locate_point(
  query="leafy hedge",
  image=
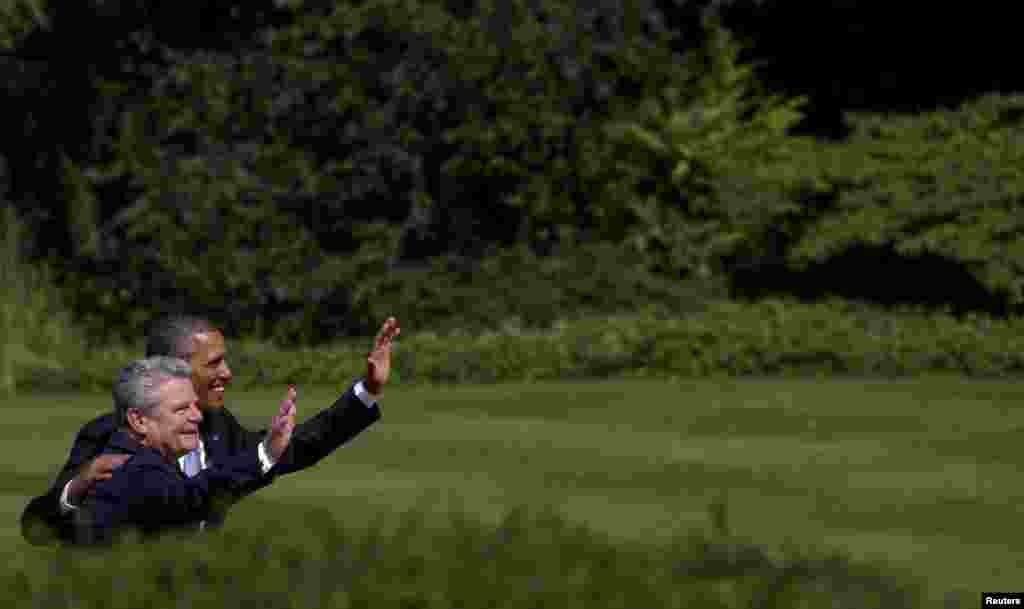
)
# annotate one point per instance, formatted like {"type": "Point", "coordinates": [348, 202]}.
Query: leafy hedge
---*---
■ **Your instructions**
Type out the data above once more, exactly, with no images included.

■ **Result**
locate_point(
  query="leafy hedge",
  image=
)
# annotate one point per instance, formatted like {"type": "Point", "coordinates": [348, 202]}.
Query: leafy hedge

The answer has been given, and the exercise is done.